* _Written request_
Transcribe each of the items below word for word, and leave out any pictures.

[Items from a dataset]
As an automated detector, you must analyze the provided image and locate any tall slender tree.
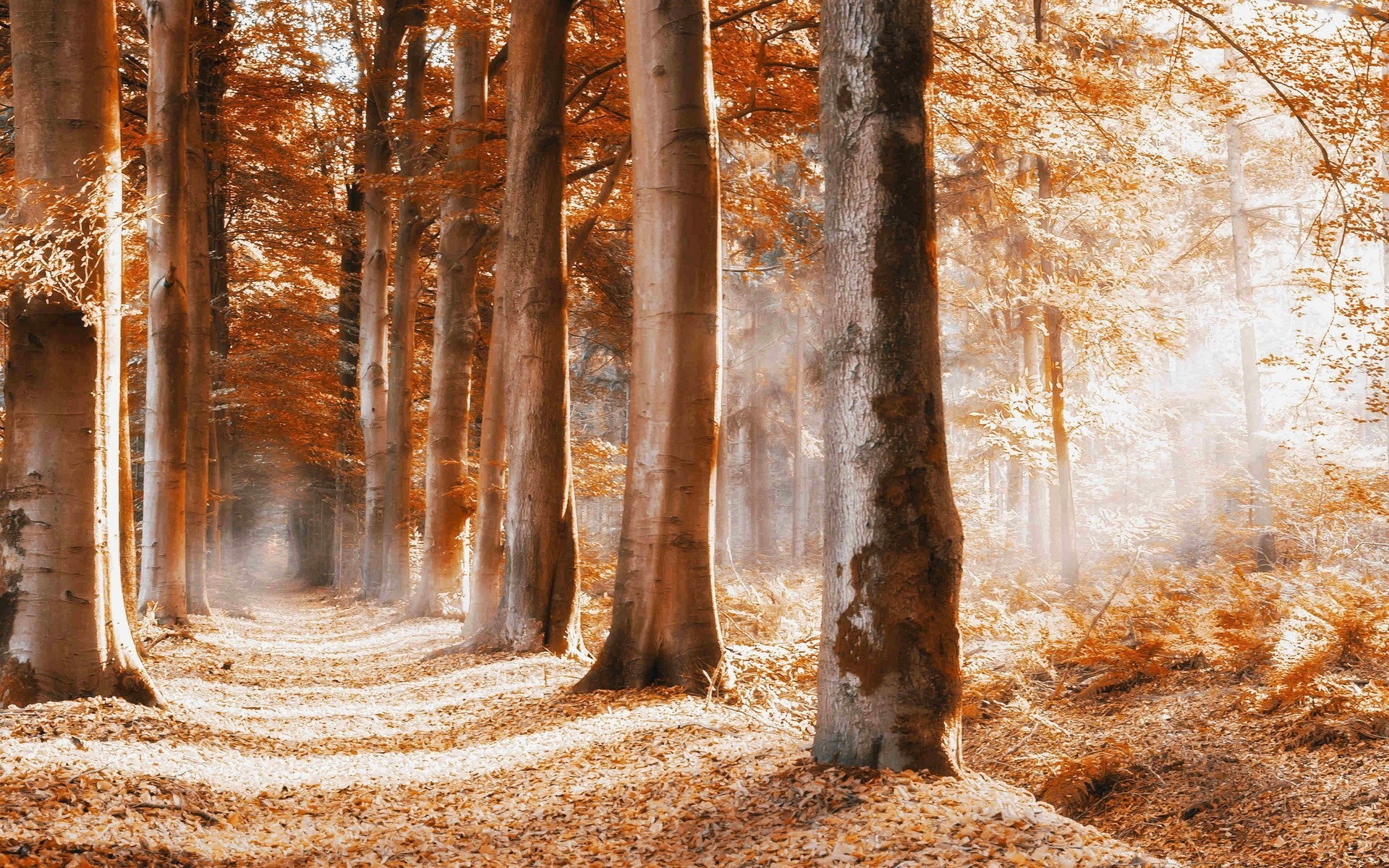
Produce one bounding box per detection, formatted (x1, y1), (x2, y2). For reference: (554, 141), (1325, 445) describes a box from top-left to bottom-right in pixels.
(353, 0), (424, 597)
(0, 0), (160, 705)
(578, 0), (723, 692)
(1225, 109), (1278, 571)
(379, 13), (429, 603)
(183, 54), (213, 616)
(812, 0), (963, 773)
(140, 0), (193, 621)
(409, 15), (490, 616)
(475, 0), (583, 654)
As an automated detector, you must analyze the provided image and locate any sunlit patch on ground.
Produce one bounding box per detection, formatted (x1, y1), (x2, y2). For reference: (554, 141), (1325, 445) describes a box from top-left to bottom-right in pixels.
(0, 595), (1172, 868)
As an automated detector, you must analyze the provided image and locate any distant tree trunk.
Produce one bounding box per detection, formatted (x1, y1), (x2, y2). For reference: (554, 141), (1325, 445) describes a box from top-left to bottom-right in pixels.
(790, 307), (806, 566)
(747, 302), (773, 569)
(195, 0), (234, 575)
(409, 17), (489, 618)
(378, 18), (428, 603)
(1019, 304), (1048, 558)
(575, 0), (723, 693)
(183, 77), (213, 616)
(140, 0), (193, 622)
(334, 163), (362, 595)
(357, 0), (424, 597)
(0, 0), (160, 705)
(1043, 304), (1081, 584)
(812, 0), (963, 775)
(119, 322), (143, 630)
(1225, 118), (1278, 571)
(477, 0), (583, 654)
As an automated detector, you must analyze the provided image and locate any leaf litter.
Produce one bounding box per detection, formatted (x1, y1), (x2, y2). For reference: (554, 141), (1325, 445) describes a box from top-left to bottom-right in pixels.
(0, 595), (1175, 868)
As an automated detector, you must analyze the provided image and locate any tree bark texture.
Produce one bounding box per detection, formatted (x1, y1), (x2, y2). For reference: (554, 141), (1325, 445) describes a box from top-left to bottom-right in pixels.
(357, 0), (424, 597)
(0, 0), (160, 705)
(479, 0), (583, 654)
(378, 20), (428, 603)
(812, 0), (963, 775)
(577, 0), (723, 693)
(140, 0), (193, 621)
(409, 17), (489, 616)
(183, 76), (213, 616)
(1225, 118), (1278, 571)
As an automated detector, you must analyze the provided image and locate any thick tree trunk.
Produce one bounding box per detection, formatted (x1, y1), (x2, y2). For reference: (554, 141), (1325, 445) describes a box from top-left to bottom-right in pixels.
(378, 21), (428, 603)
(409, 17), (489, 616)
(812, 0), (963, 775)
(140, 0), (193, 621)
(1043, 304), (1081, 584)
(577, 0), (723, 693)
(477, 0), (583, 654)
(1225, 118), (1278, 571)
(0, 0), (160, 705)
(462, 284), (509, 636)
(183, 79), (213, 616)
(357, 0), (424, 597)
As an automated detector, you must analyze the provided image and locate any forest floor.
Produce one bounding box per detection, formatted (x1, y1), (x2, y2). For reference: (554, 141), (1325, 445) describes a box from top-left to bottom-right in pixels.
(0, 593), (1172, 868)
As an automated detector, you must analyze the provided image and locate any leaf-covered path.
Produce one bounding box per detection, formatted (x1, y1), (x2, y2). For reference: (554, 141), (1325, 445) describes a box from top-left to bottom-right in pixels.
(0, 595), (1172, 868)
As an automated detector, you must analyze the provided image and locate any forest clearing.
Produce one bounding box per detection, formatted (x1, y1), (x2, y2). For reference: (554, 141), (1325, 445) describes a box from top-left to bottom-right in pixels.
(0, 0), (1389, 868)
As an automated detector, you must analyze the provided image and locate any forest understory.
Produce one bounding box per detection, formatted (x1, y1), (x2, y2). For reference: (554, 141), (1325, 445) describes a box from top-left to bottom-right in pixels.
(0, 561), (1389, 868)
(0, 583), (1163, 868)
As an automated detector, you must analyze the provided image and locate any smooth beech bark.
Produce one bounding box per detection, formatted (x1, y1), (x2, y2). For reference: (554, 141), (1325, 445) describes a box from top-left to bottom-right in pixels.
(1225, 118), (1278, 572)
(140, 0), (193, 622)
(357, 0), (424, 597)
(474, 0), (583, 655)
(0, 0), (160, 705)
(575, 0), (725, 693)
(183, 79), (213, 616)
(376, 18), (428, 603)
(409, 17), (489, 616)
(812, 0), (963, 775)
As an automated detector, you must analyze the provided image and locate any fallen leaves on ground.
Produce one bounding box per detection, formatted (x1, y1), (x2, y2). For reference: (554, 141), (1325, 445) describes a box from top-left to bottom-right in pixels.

* _Written solution_
As an automated detector, you must analyze the provided image and locate any tall slender tree.
Produce one bounding box per detection, formatted (x1, y1), (x2, y2). For reference: (554, 141), (1325, 445) describes a box from top-left to bottom-right in pixels.
(353, 0), (424, 597)
(0, 0), (160, 705)
(578, 0), (723, 692)
(1225, 109), (1278, 571)
(379, 13), (429, 603)
(183, 54), (213, 616)
(812, 0), (963, 773)
(140, 0), (193, 621)
(409, 15), (490, 616)
(475, 0), (583, 654)
As an automated detector, you must analyze the provided image and locate any sunlit patch on ground.
Produce one bounding box per detection, formatted (x1, y1), (x2, y2). For reference: (554, 141), (1325, 445) describes a box from top-left to bottom-right in pixels.
(0, 595), (1172, 868)
As an automated detector, you must analyze the provided image and locate any distant tree trunk.
Produce one bounding box per detection, formatted (x1, y1), (x2, y2). For reference: (554, 141), (1325, 445) describes a box from top-left to bottom-right in pixels.
(790, 307), (806, 566)
(747, 302), (773, 569)
(195, 0), (234, 575)
(409, 17), (489, 618)
(378, 18), (428, 603)
(1019, 304), (1048, 558)
(575, 0), (723, 693)
(183, 77), (213, 616)
(140, 0), (193, 622)
(334, 163), (362, 595)
(357, 0), (424, 597)
(0, 0), (160, 705)
(1043, 304), (1081, 584)
(812, 0), (963, 775)
(119, 322), (143, 630)
(1225, 118), (1278, 571)
(477, 0), (583, 654)
As an automated detector, you must analyze the provided image and locate any leaf litter.
Produce one bounding box per detection, formatted (x1, y1), (x2, y2). For reference: (554, 141), (1325, 445) describes a box from top-left to bottom-right in pixels.
(0, 595), (1175, 868)
As an automated detector, you must analyze the provided image and locate any tree bark texture.
Produce one bounding box per detection, formatted (x1, y1), (x2, y2). For reference: (554, 141), (1325, 445) describes a box from top-left to bottom-right in pixels.
(357, 0), (424, 597)
(0, 0), (160, 705)
(479, 0), (583, 654)
(378, 20), (428, 603)
(812, 0), (963, 775)
(577, 0), (723, 693)
(140, 0), (193, 621)
(409, 17), (489, 616)
(183, 76), (213, 616)
(1225, 118), (1278, 571)
As an automated detector, you must analyze the provided image and locate any thick tree trunk.
Produce one bounding box per detection, formatted (x1, y1), (x2, y2). For reference: (554, 141), (1325, 445) describes a box from top-left to bottom-right in pixels.
(378, 21), (428, 603)
(409, 17), (489, 616)
(812, 0), (963, 775)
(140, 0), (193, 621)
(1043, 304), (1081, 584)
(577, 0), (723, 693)
(477, 0), (583, 654)
(1225, 118), (1278, 571)
(0, 0), (160, 705)
(462, 284), (509, 636)
(183, 79), (213, 616)
(357, 0), (424, 597)
As an automated detector, you must analyze the provided image and locate any forest floor.
Produce one bounding box per detection, formatted (x1, y1), (x2, y2). For reference: (554, 141), (1325, 445) describes a box from top-left to bottom-right in pixels.
(0, 593), (1172, 868)
As an automated detector, you must analyze the provided image and locate any leaf-covered path.
Produce one bounding box per detection, formatted (x1, y1), (x2, y2). For reference: (554, 141), (1325, 445) describes a box from top-left to bottom-right in pixels.
(0, 595), (1172, 868)
As an automated detector, you must analyze the provided image and locate any forest clearing.
Produce one bounding box per detection, formatted (x1, y1), (x2, y2). For reference: (554, 141), (1325, 445) describes a box from top-left to bottom-right in pixels.
(0, 0), (1389, 868)
As an automated detector, you must analyze the provided image and locate any forest understory.
Produce one bounding box per detection, formatted (x1, y1), (x2, y2). For reference: (554, 141), (1325, 445) describes a box from top-left to bottom-right in pixels.
(0, 561), (1389, 868)
(0, 583), (1163, 868)
As an automated detector, you must analyze the provided image and locate any smooth beech bark.
Produce one bounding box per detection, formatted (x1, y1), (x2, y2). For reference: (554, 141), (1325, 445) describes a box from top-left to bottom-right in pixels.
(1225, 118), (1278, 572)
(140, 0), (193, 622)
(357, 0), (424, 597)
(474, 0), (583, 655)
(0, 0), (160, 705)
(575, 0), (725, 693)
(183, 79), (213, 616)
(376, 18), (428, 603)
(409, 17), (489, 616)
(812, 0), (963, 775)
As an automated detector, you must analyze the provided image and locate any fallen leaves on ground.
Produce one bounding box per detection, formatted (x1, y1), (x2, y2). For reference: (554, 141), (1325, 445) describes a box from top-left to bottom-right in pixels.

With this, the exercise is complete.